● Enunciado da tarefa: Edite o trecho do texto sobre o acidente na Mir que se inicia nas palavras que contêm "O acidente ocorreu" e termina em "de alimentação eléctrica.", substituindo "colidiu" por "chocou".

● Texto de estudo:

※

Conferência de imprensa no espaço O acidente de Junho na Mir poderia ter sido mortal

O comandante da estação espacial russa Mir afirmou que, quando da colisão da Mir com a nave de carga Progresso, no passado mês de Junho, foram as suas acções que permitiram evitar uma catástrofe muito mais grave, "em que todos teríamos morrido".

O acidente ocorreu a 25 de Junho, quando uma nave Progresso, que estava a aproximar-se da Mir para se reacoplar a ela, fugiu ao controlo manual do comandante Vasili Tsibliev e colidiu com a estação, perfurando a fuselagem de um dos seus laboratórios e destruindo metade da sua fonte de alimentação eléctrica.

"Eu estava a tentar travar a nave para fazer com que ela nos passasse ao lado. Se não tivesse estado a fazer isso, tenho a certeza que a Progresso teria batido directamente na estação", declarou anteontem Tsibliev durante a primeira conferência de imprensa concedida a partir da Mir a jornalistas norte-americanos desde o acidente. "Se isso tivesse acontecido, teríamos morrido ou estaríamos a derivar no espaço dentro de um pedaço de metal".

※

● Entradas apresentadas:
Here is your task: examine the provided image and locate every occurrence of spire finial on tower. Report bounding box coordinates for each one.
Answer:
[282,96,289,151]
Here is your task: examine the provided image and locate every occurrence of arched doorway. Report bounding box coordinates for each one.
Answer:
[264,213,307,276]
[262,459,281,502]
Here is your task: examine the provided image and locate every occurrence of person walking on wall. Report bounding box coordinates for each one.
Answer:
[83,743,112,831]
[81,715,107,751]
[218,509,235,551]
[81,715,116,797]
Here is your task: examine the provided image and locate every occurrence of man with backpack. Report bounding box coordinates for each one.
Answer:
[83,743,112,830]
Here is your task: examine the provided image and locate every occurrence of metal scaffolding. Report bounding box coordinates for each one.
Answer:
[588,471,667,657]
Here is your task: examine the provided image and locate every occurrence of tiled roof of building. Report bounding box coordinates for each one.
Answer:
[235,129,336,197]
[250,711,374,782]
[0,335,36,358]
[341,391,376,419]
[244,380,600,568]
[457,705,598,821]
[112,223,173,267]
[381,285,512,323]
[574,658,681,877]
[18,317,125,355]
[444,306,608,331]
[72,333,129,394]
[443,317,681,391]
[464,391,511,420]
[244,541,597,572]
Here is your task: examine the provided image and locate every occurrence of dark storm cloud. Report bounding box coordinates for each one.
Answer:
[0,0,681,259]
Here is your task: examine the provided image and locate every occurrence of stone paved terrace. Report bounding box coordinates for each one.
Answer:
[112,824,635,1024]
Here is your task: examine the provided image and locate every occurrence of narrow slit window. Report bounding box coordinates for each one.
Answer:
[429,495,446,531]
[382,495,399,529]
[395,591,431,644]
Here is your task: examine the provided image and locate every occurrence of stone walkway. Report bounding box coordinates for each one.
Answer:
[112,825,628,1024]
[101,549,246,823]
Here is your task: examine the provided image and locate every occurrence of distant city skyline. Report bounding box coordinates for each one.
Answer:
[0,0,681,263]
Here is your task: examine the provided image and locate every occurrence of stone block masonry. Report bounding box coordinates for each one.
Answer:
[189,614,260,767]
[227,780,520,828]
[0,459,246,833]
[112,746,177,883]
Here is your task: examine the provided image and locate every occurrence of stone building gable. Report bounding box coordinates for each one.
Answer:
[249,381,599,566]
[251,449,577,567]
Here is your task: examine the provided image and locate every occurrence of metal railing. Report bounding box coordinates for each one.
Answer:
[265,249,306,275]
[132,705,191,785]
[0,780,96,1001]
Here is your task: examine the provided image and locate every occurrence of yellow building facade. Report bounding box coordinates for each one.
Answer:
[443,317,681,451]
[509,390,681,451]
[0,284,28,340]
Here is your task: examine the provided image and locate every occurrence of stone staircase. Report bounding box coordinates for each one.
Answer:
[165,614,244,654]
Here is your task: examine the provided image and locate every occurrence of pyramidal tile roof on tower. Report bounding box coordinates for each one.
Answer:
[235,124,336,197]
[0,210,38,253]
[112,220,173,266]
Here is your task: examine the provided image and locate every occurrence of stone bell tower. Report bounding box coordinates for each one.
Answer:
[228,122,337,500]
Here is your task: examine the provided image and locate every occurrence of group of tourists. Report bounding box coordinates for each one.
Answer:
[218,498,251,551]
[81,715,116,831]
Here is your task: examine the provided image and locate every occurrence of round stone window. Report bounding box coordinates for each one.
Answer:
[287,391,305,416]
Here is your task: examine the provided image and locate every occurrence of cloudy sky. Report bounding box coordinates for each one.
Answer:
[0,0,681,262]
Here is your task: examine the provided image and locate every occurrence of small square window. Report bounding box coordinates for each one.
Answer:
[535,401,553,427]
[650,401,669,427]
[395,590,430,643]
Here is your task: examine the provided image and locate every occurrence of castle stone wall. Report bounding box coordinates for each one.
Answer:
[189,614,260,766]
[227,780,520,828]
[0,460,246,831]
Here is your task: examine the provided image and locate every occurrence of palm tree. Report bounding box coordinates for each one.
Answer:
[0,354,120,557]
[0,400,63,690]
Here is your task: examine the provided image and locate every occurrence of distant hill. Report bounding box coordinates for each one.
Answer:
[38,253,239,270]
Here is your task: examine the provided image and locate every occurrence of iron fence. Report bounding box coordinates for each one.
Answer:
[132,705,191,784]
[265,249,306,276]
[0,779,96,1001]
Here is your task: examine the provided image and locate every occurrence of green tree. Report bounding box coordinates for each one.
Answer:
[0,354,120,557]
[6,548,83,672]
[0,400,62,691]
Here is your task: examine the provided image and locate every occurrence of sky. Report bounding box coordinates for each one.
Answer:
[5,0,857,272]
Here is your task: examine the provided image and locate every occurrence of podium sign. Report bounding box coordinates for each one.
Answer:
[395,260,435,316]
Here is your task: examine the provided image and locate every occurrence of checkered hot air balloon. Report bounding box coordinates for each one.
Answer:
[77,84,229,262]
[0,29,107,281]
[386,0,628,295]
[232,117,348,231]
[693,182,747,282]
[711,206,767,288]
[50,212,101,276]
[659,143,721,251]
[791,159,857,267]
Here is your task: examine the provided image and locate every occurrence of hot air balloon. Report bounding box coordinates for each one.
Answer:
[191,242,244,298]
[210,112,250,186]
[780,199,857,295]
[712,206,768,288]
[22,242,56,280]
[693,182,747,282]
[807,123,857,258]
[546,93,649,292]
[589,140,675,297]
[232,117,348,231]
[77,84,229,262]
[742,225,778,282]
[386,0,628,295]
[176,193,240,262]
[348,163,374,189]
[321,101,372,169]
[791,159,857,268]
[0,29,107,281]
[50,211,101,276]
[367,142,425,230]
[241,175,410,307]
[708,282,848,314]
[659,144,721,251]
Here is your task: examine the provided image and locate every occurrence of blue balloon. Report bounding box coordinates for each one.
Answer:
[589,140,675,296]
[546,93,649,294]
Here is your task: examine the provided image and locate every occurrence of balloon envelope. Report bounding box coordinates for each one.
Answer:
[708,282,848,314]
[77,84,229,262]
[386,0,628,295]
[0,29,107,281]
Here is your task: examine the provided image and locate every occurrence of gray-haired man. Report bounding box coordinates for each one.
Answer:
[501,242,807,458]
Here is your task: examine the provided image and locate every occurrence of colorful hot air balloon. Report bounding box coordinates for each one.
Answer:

※

● Exercício resolvido:
O acidente ocorreu a 25 de Junho, quando uma nave Progresso, que estava a aproximar-se da Mir para se reacoplar a ela, fugiu ao controlo manual do comandante Vasili Tsibliev e chocou com a estação, perfurando a fuselagem de um dos seus laboratórios e destruindo metade da sua fonte de alimentação eléctrica.